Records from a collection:
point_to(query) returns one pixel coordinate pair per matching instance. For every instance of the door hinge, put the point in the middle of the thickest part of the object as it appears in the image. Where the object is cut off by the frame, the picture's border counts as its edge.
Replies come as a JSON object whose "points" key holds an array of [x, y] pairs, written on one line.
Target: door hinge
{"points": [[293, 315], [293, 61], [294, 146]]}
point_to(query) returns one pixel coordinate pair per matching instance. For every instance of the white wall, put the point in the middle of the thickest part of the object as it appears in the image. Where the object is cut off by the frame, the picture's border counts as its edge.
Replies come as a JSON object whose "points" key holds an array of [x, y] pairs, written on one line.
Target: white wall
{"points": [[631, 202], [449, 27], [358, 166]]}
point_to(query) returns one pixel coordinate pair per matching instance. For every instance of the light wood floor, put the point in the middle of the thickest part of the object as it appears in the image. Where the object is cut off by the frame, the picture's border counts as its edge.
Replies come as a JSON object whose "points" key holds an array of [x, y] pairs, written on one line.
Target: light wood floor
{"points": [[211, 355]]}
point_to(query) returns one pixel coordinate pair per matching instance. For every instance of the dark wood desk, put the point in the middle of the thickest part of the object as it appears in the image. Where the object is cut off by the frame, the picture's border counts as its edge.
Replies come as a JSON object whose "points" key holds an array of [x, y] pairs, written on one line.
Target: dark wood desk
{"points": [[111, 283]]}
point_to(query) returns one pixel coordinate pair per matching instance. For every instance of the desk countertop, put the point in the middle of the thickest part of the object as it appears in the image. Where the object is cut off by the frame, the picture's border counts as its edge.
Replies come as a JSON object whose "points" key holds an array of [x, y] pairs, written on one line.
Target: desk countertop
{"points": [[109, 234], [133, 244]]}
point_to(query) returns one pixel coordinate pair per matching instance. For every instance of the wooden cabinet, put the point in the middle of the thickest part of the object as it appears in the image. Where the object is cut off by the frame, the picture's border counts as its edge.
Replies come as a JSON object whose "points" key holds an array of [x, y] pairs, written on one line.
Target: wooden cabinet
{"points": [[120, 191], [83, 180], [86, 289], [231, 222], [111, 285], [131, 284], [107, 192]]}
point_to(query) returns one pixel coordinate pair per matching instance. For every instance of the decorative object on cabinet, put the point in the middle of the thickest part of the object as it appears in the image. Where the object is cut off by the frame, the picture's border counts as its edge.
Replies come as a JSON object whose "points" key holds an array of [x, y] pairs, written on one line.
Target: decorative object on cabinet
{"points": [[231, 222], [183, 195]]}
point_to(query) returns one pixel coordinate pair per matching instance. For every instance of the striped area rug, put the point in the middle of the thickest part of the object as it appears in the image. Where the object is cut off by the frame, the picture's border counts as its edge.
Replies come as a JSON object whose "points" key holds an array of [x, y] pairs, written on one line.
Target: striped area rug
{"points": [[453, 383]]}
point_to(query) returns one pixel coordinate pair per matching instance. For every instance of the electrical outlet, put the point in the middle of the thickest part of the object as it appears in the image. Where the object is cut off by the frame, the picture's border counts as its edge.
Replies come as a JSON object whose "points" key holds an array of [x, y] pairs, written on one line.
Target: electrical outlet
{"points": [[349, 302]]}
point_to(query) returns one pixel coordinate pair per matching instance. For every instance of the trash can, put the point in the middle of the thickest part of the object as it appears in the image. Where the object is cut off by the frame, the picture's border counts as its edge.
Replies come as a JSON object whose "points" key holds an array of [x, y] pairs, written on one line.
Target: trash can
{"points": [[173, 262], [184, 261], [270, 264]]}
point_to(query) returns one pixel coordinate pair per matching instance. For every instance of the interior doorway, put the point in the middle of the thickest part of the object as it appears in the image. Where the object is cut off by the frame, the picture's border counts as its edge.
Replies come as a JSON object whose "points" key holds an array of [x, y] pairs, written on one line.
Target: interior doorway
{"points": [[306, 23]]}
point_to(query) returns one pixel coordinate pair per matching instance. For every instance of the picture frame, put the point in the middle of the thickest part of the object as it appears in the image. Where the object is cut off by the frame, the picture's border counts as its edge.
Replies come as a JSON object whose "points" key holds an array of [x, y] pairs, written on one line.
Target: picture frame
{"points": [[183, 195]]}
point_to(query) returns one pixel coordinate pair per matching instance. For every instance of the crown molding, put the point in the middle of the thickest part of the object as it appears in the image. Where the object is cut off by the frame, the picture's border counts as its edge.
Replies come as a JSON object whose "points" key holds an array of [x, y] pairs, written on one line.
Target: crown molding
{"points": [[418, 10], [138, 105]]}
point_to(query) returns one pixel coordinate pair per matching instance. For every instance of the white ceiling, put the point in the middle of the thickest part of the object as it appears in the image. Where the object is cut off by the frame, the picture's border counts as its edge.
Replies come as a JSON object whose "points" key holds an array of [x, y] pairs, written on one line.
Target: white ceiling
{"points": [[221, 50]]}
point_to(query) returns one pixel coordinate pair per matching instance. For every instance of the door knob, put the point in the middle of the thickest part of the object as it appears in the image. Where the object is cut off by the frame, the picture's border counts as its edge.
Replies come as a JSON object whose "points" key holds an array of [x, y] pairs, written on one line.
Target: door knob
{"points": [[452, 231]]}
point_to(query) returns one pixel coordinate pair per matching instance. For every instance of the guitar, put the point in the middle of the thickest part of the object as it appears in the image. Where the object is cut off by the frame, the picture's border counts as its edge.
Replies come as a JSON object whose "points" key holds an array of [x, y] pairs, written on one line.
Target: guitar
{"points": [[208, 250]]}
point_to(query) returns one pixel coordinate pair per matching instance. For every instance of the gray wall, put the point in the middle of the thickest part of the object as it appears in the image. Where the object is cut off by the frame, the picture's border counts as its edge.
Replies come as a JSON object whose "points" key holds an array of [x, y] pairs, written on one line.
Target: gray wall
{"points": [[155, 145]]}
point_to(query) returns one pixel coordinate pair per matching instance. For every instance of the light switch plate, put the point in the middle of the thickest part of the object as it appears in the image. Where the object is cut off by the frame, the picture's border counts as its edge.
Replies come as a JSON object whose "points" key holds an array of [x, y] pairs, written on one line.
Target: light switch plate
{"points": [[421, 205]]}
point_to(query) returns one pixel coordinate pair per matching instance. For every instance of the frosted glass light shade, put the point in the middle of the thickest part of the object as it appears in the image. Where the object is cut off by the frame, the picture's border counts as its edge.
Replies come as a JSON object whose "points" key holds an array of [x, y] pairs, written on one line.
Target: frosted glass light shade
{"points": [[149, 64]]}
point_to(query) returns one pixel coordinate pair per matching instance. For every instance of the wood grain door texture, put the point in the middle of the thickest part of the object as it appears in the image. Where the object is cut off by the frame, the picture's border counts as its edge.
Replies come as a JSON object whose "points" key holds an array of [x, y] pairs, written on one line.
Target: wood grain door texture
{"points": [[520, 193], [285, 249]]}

> **What the task asks**
Every entry should be retyped exactly as it appears.

> **Problem solution**
point_to(query) returns one pixel coordinate pair per matching instance. For every instance of the door hinge, put the point in the middle of the thickest part of the object as it appears in the image. Where the object is cut off by the frame, the picture's border counts as its edge.
Replies come as a JSON object whose "points" key holds an array of [x, y] pairs, written on one line.
Target: door hinge
{"points": [[293, 315], [293, 61], [294, 146]]}
point_to(query) returns one pixel coordinate pair per matching instance. For every instance of the white wall, put the point in the middle of the thickest part of the object as it appears in the image. Where the object is cut off by the frame, the picture's border counts as its edge.
Replies come as a JSON object whose "points" key holds an array of [x, y] pairs, written on one line.
Target: white wall
{"points": [[631, 202], [449, 27], [358, 166]]}
point_to(query) returns one pixel coordinate pair per matching instance. For every instance of the light wood floor, put the point in the middle of the thickest part of the object as it appears in the image. Where the object is cut off by the frame, the picture's border counts as its edge.
Replies come as a JSON object whose "points" key holds an array of [x, y] pairs, written on one line.
Target: light wood floor
{"points": [[211, 355]]}
point_to(query) returns one pixel coordinate pair per matching instance. For every instance of the dark wood desk, put the point in the middle of the thickest part of the object as it appears in the image. Where the object is cut off by the frame, the picture's border counts as its edge.
Replies come as a JSON object whose "points" key holds an array of [x, y] pairs, written on one line.
Target: dark wood desk
{"points": [[111, 283]]}
point_to(query) returns one pixel coordinate pair per matching instance. For every instance of the desk countertop, put the point in the middle of the thickest part of the object as it appears in the image. Where the object is cut off by the frame, the picture's border counts as its edge.
Replies come as a JSON object whose "points" key holds an array of [x, y] pairs, written on one line.
Target: desk countertop
{"points": [[109, 234], [133, 244]]}
point_to(query) returns one pixel coordinate pair per matching instance. For every instance of the wooden cabinet, put the point in the middle of the thickest part of the object as it appears in the image. Where the object is cut off by the frame, the picture's border counts as its edge.
Replies come as a JSON object whose "points" key holds an array of [x, y] pairs, written on one line.
Target: wooden cabinet
{"points": [[120, 191], [83, 180], [86, 289], [231, 222], [111, 285], [131, 284], [107, 192]]}
point_to(query) returns one pixel coordinate pair per matching instance. For every instance of the decorative object on cabinet, put the point in the middle of the thickest part of the object as it appears in the image. Where the object is cut off by the frame, the picture's border counts as its edge.
Replies come as a JSON object whose "points" key holds an array of [x, y] pairs, written on one line.
Target: decorative object on cabinet
{"points": [[231, 222], [183, 195]]}
point_to(query) returns one pixel coordinate pair per matching instance. For every instance of the striped area rug, put the point in the middle of the thickest part of the object as it appears in the image. Where the object is cut off by the frame, the picture's border counts as its edge.
Replies come as a JSON object whose "points" key holds an array of [x, y] pairs, written on one line.
Target: striped area rug
{"points": [[453, 383]]}
point_to(query) returns one pixel coordinate pair per matching instance. For every instance of the electrical outlet, put the point in the middle of the thickest part of the object as it appears in the image. Where the object is cut off by the frame, the picture's border counts as its edge.
Replies come as a JSON object whose "points" key holds an array of [x, y] pairs, written on one line.
Target: electrical outlet
{"points": [[349, 302]]}
point_to(query) returns one pixel coordinate pair per matching instance. For every instance of the trash can, put the point in the middle of the thickest part of the object as it appears in the image. Where the object is cut off by the frame, the picture's border counts as its edge.
Replies come as a JSON object whose "points" key holds an array of [x, y] pairs, written on one line.
Target: trash can
{"points": [[173, 262], [184, 261], [270, 264]]}
point_to(query) returns one pixel coordinate pair per matching instance. For every instance of the interior doorway, put the point in the middle of the thickest part of the object as it appears in the image. Where the object is cut off by the frame, the picture's border counts as its edge.
Replies come as a JSON object whose "points" key holds an array of [x, y] pairs, written on one line.
Target: interior doorway
{"points": [[306, 23]]}
point_to(query) returns one pixel coordinate pair per matching instance. For every instance of the picture frame, put the point in the middle of the thickest part of the object as it appears in the image. Where the object is cut off by the frame, the picture's border counts as its edge.
Replies come as a JSON object whose "points" key holds an array of [x, y] pairs, written on one line.
Target: picture frame
{"points": [[183, 195]]}
point_to(query) returns one pixel coordinate pair per matching instance. For every instance of the crown molding, put the point in the middle of the thickest part of the object as it appears in the image. Where the object is cut off by the frame, the picture's border counts as its edge.
Replies come as a JSON object whose "points" key holds an array of [x, y] pairs, written on one line.
Target: crown molding
{"points": [[418, 10], [138, 105]]}
point_to(query) returns one pixel coordinate pair per matching instance. For every instance of the white ceiling, put the point in the middle of the thickest part of the object as it appears in the image. Where the object is cut off by the frame, the picture's border counts as its edge.
Replies come as a JSON object whose "points" key holds an array of [x, y] pairs, written on one line.
Target: white ceiling
{"points": [[221, 50]]}
point_to(query) returns one pixel coordinate pair per matching instance. For every instance of the door knob, put the point in the middle of the thickest part of the object as it appears in the image. Where the object is cut off by the frame, the picture's border counts as its edge.
Replies come as a JSON object whose "points" key holds an array of [x, y] pairs, written on one line.
Target: door knob
{"points": [[452, 231]]}
point_to(query) returns one pixel coordinate pair per matching instance. For every instance of the guitar, put the point in the middle of the thickest part of the object as it appears in the image. Where the object is cut off by the frame, the picture's border counts as its edge.
Replies come as a JSON object whose "points" key holds an array of [x, y] pairs, written on one line.
Target: guitar
{"points": [[208, 250]]}
point_to(query) returns one pixel coordinate pair per matching instance. For every instance of the gray wall, put the point in the middle of the thickest part of the object as it appears in the image. Where the object is cut off by the frame, the picture's border counts as its edge.
Replies come as a JSON object whose "points" key holds an array of [x, y] pairs, written on one line.
Target: gray wall
{"points": [[155, 145]]}
point_to(query) returns one pixel coordinate pair per matching instance. For every instance of the light switch plate, put the point in the middle of the thickest part of the object as it appears in the image. Where the object is cut off by the frame, the picture's border counts as its edge.
Replies come as a JSON object whose "points" key holds an array of [x, y] pairs, written on one line.
Target: light switch plate
{"points": [[421, 205]]}
point_to(query) returns one pixel coordinate pair per matching instance. For every instance of the frosted glass light shade, put the point in the middle of the thickest part of the object as it appears in the image. Where the object is cut off by the frame, the picture's border counts as its edge.
Replies come as a JSON object whose "points" key holds an array of [x, y] pairs, written on one line.
Target: frosted glass light shade
{"points": [[149, 64]]}
point_to(query) returns one pixel coordinate pair per matching instance. For every instance of the wood grain door texture, put the point in the middle of the thickest part of the object as it appears in the image. Where the object is cut off by the frame, the picture's border counts as its edge.
Replies come as a JSON object whose "points" key holds an array of [x, y] pairs, written on one line.
Target: wood grain door texture
{"points": [[520, 193], [285, 249]]}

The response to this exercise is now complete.